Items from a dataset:
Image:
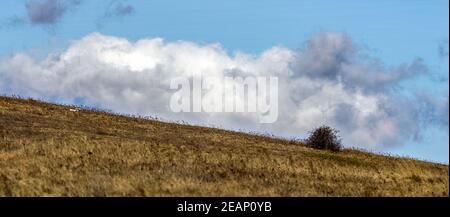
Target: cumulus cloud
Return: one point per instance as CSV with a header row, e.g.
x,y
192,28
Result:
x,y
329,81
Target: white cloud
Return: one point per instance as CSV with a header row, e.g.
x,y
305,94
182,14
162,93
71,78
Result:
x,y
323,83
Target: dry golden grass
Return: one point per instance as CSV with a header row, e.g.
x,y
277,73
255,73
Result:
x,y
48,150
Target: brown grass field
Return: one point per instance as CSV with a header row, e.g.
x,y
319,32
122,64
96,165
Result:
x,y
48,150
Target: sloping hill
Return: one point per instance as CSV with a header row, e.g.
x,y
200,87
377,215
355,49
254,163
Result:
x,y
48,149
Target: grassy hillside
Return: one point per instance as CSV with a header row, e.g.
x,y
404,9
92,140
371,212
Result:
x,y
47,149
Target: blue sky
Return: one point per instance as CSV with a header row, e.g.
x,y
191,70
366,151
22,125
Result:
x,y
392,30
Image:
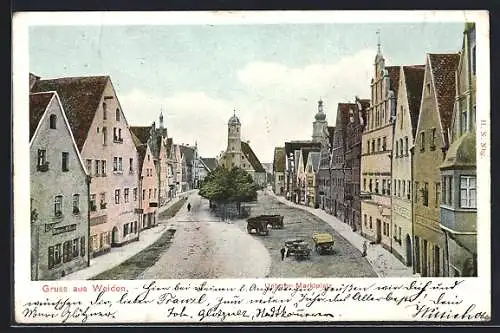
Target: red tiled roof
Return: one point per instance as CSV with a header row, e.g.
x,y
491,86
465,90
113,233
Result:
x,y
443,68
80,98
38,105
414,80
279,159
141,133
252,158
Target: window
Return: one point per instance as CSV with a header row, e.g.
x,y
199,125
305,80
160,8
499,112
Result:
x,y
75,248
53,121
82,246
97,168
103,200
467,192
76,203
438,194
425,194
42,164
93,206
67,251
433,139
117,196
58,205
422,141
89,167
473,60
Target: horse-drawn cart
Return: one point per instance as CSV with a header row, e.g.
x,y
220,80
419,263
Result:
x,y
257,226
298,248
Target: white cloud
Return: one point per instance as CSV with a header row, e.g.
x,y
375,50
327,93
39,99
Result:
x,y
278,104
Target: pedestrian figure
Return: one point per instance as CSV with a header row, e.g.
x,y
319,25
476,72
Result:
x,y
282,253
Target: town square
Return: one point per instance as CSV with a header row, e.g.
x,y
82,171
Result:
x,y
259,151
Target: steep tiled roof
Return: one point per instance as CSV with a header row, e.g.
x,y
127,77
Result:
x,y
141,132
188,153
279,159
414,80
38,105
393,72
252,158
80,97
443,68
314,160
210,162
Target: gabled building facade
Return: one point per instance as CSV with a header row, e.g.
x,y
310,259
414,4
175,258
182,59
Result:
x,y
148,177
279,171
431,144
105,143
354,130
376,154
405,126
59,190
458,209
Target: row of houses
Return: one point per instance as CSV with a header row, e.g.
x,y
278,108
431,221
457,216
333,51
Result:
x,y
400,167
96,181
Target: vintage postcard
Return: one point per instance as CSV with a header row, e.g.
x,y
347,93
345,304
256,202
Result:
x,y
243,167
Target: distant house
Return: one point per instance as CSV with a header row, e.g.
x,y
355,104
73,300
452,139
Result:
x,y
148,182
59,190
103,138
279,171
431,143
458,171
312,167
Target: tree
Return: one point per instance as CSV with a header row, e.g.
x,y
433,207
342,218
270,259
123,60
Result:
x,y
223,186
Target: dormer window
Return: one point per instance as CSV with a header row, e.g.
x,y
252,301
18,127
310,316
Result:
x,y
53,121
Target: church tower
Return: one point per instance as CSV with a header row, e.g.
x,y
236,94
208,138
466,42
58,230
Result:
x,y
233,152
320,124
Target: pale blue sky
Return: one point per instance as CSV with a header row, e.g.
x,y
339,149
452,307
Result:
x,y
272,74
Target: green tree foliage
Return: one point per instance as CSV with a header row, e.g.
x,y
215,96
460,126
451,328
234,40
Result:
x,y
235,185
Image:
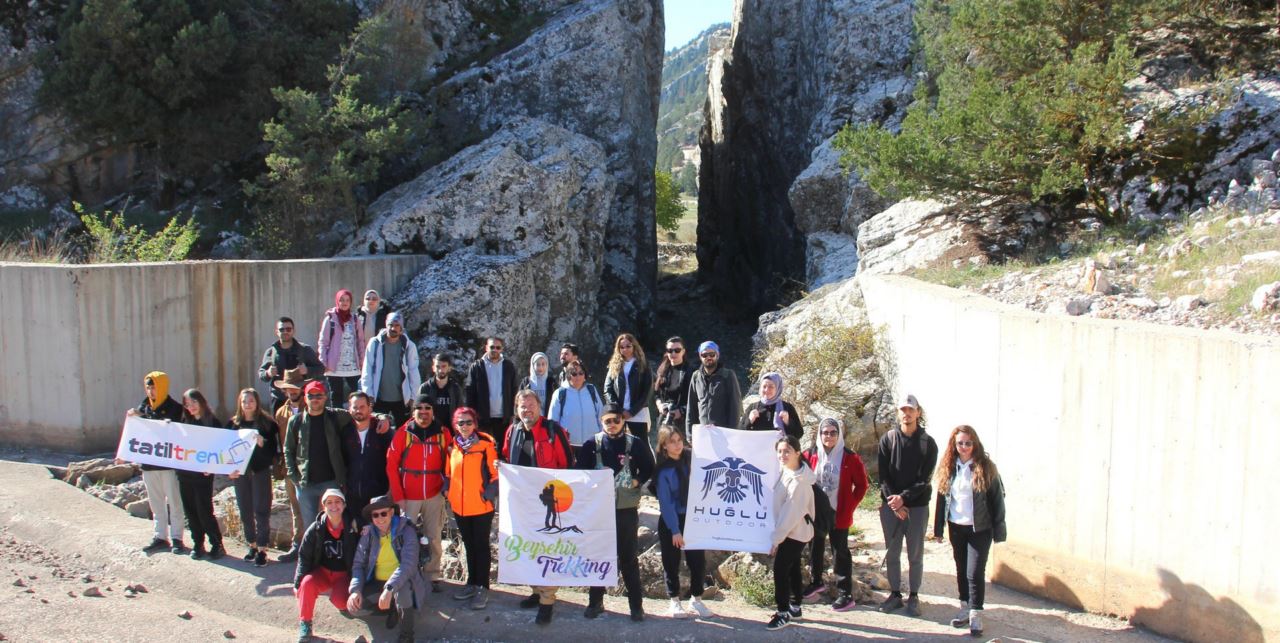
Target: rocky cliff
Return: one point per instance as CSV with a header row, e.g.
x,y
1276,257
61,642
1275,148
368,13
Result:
==
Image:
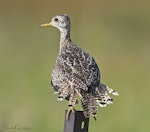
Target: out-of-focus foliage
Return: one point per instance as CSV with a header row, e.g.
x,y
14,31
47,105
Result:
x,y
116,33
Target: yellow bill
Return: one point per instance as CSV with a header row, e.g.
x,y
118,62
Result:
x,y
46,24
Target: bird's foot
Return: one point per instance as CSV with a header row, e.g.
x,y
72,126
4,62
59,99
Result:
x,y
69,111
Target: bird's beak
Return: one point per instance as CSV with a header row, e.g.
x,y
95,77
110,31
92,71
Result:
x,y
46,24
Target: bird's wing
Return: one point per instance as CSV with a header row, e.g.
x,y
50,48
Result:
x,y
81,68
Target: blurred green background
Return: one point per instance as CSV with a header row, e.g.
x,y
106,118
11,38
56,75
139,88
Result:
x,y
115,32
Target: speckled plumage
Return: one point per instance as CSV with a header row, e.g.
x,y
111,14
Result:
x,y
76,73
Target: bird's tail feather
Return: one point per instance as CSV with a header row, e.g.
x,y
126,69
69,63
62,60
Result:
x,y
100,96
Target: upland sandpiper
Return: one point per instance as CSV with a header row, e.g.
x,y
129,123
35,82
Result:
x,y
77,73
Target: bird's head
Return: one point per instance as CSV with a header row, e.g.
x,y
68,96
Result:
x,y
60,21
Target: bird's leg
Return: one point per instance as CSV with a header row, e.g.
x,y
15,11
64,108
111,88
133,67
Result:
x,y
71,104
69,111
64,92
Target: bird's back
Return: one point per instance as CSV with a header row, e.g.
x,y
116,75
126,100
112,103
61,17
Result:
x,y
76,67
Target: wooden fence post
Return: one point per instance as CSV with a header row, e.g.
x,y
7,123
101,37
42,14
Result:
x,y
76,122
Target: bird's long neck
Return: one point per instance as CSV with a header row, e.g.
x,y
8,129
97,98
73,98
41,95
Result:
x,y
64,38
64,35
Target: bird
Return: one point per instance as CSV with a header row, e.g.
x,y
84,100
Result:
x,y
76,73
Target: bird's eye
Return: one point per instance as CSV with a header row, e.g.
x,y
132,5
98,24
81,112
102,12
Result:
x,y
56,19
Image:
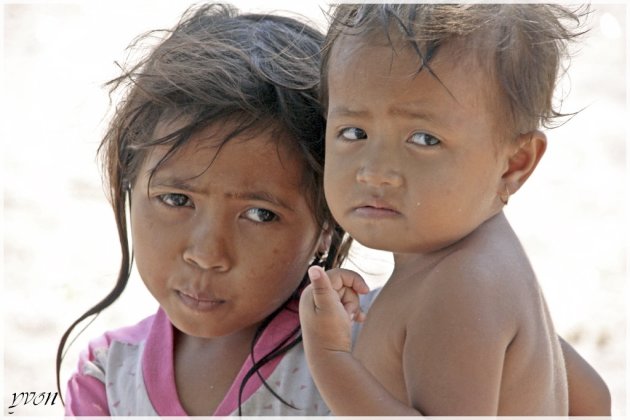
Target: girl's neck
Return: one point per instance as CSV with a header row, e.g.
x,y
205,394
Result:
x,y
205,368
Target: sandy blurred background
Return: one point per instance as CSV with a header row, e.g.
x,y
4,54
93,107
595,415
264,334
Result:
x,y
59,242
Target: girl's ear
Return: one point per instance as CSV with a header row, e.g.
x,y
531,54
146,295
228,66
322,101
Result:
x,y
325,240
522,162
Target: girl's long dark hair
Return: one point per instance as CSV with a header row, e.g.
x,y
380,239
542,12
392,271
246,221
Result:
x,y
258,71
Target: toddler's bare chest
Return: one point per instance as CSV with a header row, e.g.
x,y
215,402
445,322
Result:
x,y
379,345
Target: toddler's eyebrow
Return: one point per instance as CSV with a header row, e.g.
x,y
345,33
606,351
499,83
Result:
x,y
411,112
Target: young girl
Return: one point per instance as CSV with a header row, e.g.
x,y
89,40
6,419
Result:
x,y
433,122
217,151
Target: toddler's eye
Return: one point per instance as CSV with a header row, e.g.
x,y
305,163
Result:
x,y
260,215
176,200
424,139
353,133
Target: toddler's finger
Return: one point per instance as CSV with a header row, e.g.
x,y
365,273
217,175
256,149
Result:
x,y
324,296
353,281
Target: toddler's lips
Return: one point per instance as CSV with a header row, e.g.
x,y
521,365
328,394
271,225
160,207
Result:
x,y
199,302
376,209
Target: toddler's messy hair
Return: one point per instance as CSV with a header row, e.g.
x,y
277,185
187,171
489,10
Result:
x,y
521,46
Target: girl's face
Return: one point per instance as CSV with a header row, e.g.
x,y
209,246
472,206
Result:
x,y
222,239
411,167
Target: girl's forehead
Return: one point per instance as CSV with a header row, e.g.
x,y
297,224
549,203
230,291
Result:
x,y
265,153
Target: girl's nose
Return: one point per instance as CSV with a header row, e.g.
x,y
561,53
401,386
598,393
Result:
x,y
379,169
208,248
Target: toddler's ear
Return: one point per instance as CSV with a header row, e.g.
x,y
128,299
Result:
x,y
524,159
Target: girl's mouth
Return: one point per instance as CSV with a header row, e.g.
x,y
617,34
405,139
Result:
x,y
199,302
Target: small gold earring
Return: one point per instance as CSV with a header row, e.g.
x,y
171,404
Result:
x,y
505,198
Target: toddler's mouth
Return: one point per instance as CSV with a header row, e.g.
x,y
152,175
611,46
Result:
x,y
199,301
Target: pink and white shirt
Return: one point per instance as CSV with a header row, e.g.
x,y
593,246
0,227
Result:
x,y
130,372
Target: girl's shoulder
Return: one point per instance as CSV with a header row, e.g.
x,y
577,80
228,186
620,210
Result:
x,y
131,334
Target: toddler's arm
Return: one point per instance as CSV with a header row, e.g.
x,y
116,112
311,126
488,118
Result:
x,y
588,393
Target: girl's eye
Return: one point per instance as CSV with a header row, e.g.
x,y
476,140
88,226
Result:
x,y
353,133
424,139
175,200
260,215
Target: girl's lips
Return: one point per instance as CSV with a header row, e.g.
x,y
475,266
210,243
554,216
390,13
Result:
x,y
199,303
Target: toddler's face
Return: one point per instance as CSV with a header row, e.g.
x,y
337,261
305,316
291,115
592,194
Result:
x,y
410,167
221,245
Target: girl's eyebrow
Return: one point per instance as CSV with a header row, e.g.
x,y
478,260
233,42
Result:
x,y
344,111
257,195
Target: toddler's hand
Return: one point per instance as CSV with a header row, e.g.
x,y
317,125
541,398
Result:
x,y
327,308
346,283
---
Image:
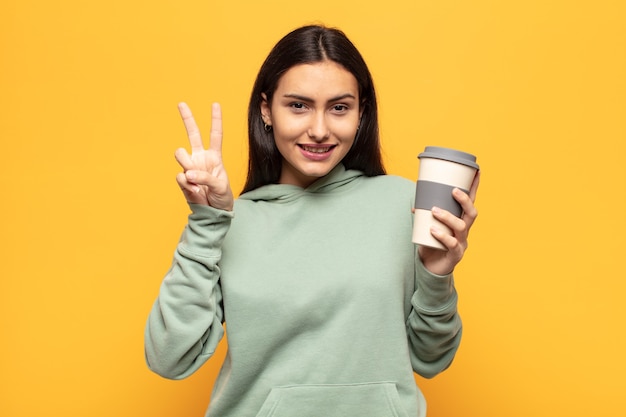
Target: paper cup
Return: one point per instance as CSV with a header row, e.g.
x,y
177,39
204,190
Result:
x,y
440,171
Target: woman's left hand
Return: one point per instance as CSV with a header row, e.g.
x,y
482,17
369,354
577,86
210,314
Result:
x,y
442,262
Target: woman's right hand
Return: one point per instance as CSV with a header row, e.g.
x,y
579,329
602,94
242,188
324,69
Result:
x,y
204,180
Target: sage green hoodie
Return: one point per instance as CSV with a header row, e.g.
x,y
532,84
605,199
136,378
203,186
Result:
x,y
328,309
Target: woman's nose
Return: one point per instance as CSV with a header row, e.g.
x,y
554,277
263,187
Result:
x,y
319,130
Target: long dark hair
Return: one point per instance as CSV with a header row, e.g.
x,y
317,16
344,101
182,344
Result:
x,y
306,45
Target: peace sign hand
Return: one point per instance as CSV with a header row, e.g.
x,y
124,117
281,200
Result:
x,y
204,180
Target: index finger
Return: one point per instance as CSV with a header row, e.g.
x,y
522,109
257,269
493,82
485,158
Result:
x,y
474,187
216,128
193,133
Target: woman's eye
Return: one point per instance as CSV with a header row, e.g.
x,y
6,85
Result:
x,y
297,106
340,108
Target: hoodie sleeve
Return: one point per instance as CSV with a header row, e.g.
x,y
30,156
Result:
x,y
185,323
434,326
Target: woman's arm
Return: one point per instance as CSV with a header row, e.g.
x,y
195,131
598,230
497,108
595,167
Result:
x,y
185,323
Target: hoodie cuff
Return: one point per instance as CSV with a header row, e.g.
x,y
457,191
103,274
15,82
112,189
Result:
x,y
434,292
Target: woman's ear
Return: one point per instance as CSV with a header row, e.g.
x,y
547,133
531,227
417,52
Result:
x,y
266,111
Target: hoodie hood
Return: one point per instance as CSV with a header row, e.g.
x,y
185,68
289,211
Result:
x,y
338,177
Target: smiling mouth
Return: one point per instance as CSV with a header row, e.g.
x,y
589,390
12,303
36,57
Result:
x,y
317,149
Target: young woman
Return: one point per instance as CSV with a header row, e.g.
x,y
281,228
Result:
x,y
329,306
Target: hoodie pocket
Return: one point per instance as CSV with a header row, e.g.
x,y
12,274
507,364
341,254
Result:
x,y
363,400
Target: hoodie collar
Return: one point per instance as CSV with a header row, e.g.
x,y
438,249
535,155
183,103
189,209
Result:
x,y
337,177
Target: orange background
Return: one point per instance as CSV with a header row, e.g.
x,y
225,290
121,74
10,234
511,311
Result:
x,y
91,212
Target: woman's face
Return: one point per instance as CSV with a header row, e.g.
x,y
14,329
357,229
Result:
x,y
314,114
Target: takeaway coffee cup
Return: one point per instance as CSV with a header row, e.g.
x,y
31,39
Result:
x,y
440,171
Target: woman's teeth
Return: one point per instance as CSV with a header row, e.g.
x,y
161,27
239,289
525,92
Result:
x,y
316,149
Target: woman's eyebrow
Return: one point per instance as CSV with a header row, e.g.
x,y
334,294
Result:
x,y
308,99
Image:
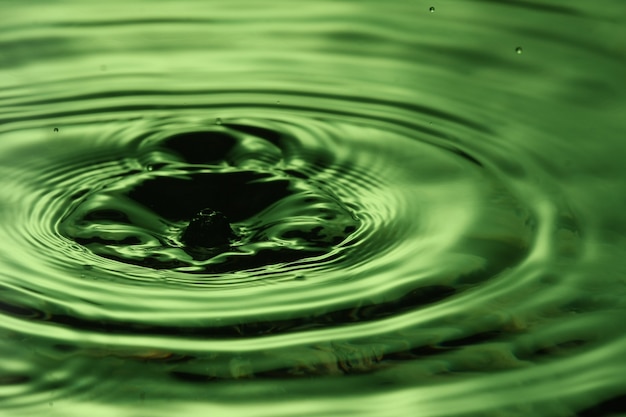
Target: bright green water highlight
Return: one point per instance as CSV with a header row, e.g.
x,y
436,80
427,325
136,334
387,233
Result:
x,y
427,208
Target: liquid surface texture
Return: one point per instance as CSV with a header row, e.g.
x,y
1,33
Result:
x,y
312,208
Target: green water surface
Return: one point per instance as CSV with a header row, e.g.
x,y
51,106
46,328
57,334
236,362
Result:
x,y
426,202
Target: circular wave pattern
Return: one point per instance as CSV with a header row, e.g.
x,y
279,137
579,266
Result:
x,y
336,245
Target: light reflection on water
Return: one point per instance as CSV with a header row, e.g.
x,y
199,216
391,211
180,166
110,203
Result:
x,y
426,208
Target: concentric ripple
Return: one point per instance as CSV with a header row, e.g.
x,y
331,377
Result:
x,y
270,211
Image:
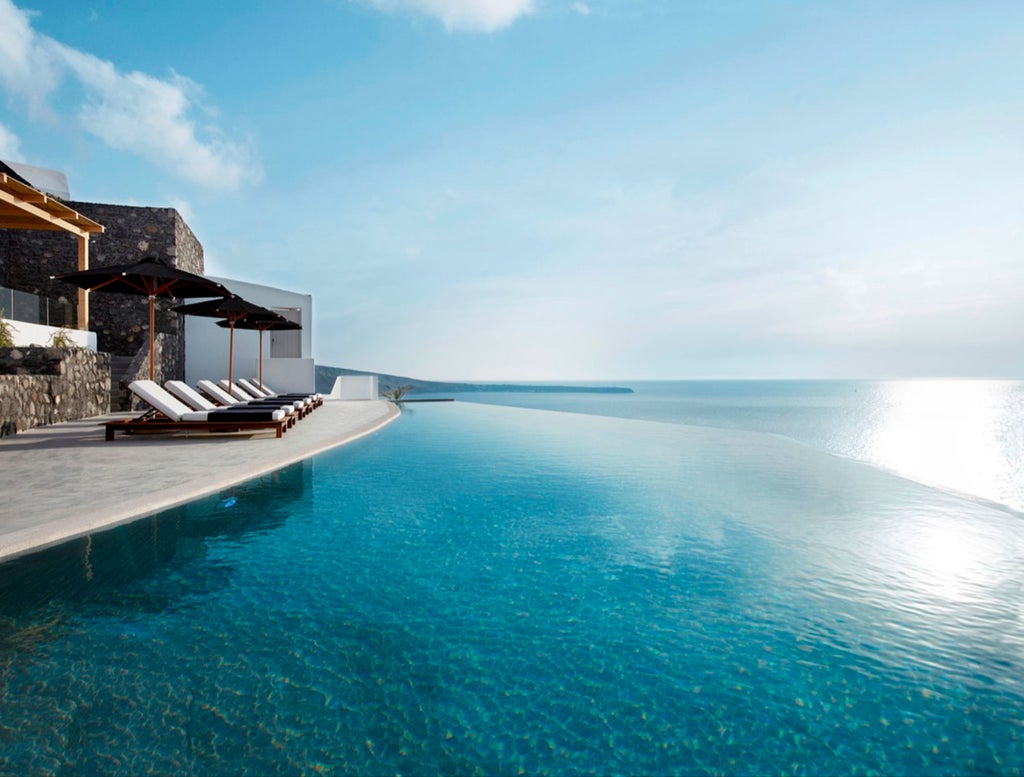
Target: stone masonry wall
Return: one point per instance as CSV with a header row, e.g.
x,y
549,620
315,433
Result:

Your instructions:
Count the lines in the listing above that contain the word "lips", and give only that number.

Answer to this problem:
2